> [BRANO FORNITO]
****

Cultura e Spettacoli

DOSTOEVSKIJ «Diario» del sottosuolo

Dopo vent’anni tornano in Italia le riflessioni, le invettive e i sogni del grande russo

Ci sono le visioni e le invettive contro i «demoni» che premevano già ai confini della Russia e dell’Europa e che domineranno il secolo a venire. Attenzione, non stiamo parlando di saggia reazione e di spaventato antimodernismo, perché ciò che Dostoevskij «vide» e raccontò era l’orrore storico e mistico che l’umanità impiegò decine di anni e milioni di morti a comprendere: «Ma d’altra parte a me sembra fuor di dubbio che, se lasciaste a tutti questi alti maestri contemporanei la piena possibilità di distruggere la vecchia società e ricostruirla di nuovo, ne verrebbe fuori una tale tenebra, un tale caos, qualcosa di talmente volgare, cieco e inumano, che tutto l’edificio crollerebbe sotto le maledizioni dell’umanità prima di essere compiuto».
E chi meglio di lui, che aveva «visto» il tempo dei Demoni, avrebbe potuto lanciare una profezia simile, «vedere» con decenni (o un secolo) d’anticipo i «furfanti furbissimi, che hanno studiato appunto il lato generoso dell’anima umana, più che altro quella dei giovani, per saperla suonare come uno strumento musicale»?
C’è uno dei giudizi apparentemente più rozzi ma in realtà, come spiegherebbe René Girard, più acuti e profondi sul socialismo: «Il socialismo politico, la cui essenza, nonostante tutti gli scopi annunciati, consiste per ora soltanto nel desiderio di un saccheggio generale di tutti i proprietari da parte delle classi povere, e poi “sarà quel che sarà”».
Ci sono le analisi sociologiche che fanno fuori tutti i sociologismi d’accatto: «Così giungeremo a poco a poco alla conclusione che i delitti non esistono affatto, e di tutto “ha colpa l’ambiente”». E, d’altra parte, soltanto lui era penetrato negli abissi di ogni Delitto e castigo. Tutti gli altri, al massimo, hanno letto le cronache nere dei giornali.

****

> [ELENCO ATTIVITÀ]
(1) Riporti il passo dell'articolo su Dostoevskij compreso tra "Ci sono le analisi" e "nere dei giornali.", estremi inclusi.
(2) Trascriva senza alcuna modifica le righe del dataset che vanno da quella contenente "gray hair in the photo above." fino all'ultima riga, entrambe comprese.

****

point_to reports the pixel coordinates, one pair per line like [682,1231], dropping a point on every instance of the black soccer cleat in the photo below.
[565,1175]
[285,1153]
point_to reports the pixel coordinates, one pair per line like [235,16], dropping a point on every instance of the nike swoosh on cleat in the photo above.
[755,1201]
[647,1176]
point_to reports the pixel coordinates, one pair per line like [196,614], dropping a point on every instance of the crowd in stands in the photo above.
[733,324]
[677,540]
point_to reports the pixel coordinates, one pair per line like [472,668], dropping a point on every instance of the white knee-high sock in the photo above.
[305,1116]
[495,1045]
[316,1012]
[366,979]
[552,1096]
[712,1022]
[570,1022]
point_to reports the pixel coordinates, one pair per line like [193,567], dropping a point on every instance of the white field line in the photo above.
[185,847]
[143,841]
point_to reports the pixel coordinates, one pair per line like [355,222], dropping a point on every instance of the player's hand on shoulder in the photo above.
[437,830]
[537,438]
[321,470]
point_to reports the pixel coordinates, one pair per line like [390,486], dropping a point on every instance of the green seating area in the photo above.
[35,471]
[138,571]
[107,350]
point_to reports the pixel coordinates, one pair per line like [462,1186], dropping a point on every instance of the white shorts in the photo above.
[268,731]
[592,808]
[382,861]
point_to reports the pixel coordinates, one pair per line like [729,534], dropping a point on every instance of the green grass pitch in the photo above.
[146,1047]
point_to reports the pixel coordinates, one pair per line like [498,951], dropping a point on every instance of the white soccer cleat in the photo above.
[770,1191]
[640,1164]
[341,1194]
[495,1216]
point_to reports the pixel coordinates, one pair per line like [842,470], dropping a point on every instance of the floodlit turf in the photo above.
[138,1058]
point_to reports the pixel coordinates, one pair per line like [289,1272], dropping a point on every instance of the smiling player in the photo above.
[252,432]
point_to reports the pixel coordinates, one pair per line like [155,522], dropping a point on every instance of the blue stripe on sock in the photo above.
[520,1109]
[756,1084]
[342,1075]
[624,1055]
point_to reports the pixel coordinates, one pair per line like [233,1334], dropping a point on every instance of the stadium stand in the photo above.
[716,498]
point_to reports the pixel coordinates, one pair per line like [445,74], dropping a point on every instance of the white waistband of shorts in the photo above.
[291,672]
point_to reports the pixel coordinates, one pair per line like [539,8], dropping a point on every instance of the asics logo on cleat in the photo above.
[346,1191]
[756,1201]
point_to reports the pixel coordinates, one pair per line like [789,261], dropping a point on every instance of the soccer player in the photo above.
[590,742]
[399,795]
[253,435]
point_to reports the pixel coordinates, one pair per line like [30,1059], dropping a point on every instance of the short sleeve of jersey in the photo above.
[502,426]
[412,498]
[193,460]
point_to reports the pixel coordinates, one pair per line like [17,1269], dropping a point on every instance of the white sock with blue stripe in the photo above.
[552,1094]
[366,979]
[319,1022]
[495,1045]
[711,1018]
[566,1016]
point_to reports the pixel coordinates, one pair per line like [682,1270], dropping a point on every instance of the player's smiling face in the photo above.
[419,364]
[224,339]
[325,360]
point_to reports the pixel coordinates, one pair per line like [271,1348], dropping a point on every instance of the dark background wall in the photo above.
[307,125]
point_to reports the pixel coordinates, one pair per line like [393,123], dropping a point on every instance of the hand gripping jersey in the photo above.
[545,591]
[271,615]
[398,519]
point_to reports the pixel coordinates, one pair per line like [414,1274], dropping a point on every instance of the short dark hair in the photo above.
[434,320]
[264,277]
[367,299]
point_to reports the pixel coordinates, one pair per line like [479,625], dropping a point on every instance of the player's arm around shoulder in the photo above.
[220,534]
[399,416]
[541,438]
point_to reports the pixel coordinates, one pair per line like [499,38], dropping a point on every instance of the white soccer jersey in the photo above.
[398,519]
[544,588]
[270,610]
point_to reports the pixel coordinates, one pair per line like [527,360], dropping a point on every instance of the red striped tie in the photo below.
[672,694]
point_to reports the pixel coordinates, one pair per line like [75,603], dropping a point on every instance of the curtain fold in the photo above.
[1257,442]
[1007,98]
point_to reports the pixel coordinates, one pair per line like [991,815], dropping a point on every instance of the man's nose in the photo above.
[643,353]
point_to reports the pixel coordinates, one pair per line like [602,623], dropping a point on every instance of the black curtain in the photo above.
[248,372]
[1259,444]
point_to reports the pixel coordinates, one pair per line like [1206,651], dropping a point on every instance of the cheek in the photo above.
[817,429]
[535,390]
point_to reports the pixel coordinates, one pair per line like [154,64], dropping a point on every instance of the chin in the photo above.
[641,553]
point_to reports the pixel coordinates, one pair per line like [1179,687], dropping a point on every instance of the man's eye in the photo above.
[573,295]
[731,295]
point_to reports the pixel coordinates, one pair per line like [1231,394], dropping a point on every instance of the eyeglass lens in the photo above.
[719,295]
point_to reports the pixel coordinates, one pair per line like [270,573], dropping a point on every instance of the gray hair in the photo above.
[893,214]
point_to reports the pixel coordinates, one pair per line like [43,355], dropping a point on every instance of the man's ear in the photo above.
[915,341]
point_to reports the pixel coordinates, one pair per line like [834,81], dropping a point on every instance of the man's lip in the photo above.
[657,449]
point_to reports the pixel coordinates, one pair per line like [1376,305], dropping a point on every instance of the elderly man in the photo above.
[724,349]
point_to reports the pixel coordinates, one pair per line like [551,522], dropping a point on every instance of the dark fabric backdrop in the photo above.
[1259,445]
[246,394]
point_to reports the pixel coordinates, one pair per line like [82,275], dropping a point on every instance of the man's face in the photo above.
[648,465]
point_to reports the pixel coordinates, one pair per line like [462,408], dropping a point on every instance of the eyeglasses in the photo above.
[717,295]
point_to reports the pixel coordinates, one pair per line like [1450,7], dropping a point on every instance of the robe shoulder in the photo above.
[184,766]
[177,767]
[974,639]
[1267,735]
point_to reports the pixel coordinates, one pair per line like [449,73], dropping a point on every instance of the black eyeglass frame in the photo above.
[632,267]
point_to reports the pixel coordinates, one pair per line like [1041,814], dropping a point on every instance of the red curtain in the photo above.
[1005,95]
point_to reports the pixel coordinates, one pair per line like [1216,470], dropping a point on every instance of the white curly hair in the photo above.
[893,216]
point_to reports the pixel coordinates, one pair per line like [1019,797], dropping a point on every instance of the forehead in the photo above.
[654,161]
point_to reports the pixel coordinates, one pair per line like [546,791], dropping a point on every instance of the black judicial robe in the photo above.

****

> [RISPOSTE PER ATTIVITÀ]
(1)
Ci sono le analisi sociologiche che fanno fuori tutti i sociologismi d’accatto: «Così giungeremo a poco a poco alla conclusione che i delitti non esistono affatto, e di tutto “ha colpa l’ambiente”». E, d’altra parte, soltanto lui era penetrato negli abissi di ogni Delitto e castigo. Tutti gli altri, al massimo, hanno letto le cronache nere dei giornali.

(2)
point_to reports the pixel coordinates, one pair per line like [270,573], dropping a point on every instance of the gray hair in the photo above.
[893,214]
point_to reports the pixel coordinates, one pair per line like [43,355], dropping a point on every instance of the man's ear in the photo above.
[915,341]
point_to reports the pixel coordinates, one pair per line like [834,81], dropping a point on every instance of the man's lip in the photo above.
[657,449]
point_to reports the pixel coordinates, one pair per line like [1376,305], dropping a point on every instance of the elderly man in the photo above.
[724,349]
point_to reports the pixel coordinates, one pair per line like [551,522], dropping a point on every instance of the dark fabric backdrop in the photo above.
[1259,445]
[246,394]
point_to reports the pixel coordinates, one pair per line like [82,275], dropping a point on every instance of the man's face in the photo above.
[648,465]
point_to reports the pixel coordinates, one pair per line like [462,408], dropping a point on every instance of the eyeglasses in the photo above.
[717,295]
point_to reports the pixel coordinates, one pair per line like [1450,7], dropping a point on every instance of the robe shoulder in the photo above.
[184,766]
[177,767]
[974,639]
[1267,735]
point_to reports the pixel coordinates, one pair per line like [449,73], dropping a point on every instance of the black eyeglass frame in the photo above.
[632,267]
point_to reports the pixel coordinates, one pair per line like [1041,814], dropping a point on every instance of the red curtain in the photo above.
[1005,95]
point_to reports the pixel coordinates, one pair per line like [1216,470], dropping a point on every instance of the white curly hair in the photo above.
[893,216]
point_to reports the pixel coordinates, one pair per line like [1019,797], dropping a point on every instance of the forehead in the photo above.
[654,161]
point_to reports the pixel coordinates, one pair per line like [546,791], dropping a point on every instance of the black judicial robe in the photo above.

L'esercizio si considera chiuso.